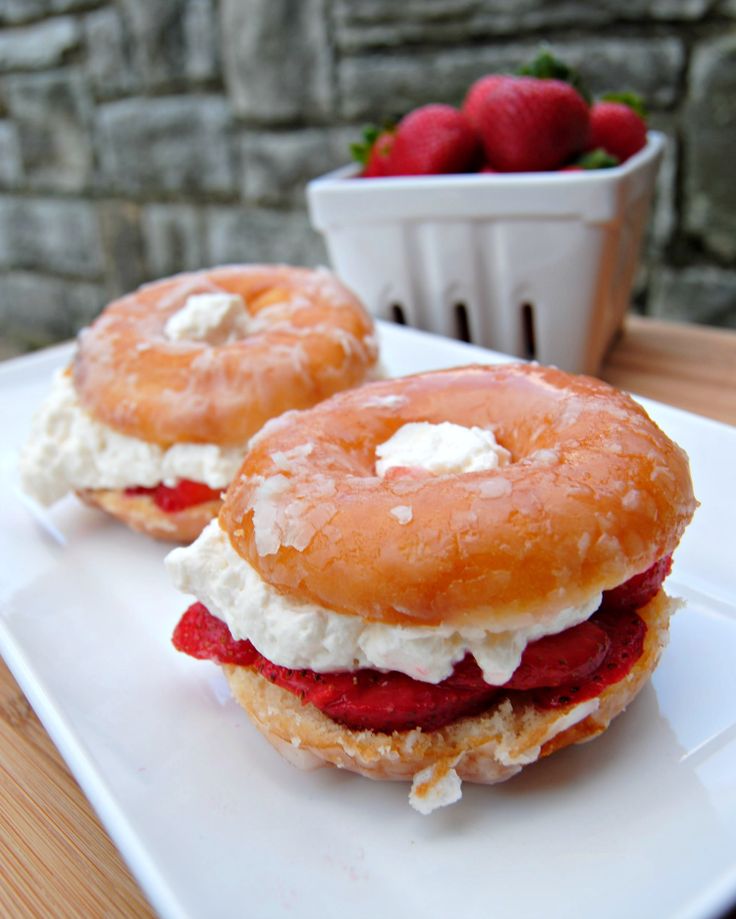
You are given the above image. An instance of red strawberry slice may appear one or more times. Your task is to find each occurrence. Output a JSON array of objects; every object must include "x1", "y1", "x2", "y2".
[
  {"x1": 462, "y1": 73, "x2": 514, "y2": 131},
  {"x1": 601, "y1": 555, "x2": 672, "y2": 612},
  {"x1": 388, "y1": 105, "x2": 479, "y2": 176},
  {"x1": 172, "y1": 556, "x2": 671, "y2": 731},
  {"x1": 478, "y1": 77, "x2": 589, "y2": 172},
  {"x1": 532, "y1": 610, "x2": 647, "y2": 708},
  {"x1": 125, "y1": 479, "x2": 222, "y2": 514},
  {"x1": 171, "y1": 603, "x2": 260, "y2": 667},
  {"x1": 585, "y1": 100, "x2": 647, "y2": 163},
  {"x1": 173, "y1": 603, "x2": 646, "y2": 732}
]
▬▬▬▬▬▬▬▬▬▬
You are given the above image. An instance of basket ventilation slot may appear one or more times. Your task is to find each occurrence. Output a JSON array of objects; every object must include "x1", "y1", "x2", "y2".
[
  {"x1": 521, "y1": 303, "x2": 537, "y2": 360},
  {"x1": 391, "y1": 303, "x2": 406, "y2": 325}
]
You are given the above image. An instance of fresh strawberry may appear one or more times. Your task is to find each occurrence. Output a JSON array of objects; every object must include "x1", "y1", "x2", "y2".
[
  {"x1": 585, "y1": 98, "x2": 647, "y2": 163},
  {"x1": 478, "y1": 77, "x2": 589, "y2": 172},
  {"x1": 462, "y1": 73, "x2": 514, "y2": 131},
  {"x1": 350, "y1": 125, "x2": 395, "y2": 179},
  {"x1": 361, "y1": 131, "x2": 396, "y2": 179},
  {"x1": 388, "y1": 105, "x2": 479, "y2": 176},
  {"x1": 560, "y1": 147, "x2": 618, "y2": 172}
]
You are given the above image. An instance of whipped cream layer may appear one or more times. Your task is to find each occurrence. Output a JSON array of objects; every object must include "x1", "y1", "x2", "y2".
▬▬▬▬▬▬▬▬▬▬
EXERCISE REQUIREMENTS — Rewrite the items starting at the line that contains "You are given the above image. An instance of fresh" and stopping after the line that contains "You are given the above image. An instance of whipped", with "occurrence" replaced by "match" and all else unchanged.

FULL RESPONSE —
You are given the above image. An instance of fresh strawberry may appear one or more times. Your task is to find each match. Output a JSON array of objects; every object must include "x1", "y1", "x2", "y2".
[
  {"x1": 585, "y1": 98, "x2": 647, "y2": 163},
  {"x1": 478, "y1": 77, "x2": 589, "y2": 172},
  {"x1": 462, "y1": 73, "x2": 514, "y2": 131},
  {"x1": 350, "y1": 125, "x2": 395, "y2": 179},
  {"x1": 361, "y1": 131, "x2": 396, "y2": 179},
  {"x1": 388, "y1": 105, "x2": 479, "y2": 176},
  {"x1": 560, "y1": 147, "x2": 618, "y2": 172}
]
You are given the above image. An instance of whipped cream layer may appear one or more times. Your task is to find each match. Output a JSON array of objects; every object must include "x1", "y1", "x2", "y2".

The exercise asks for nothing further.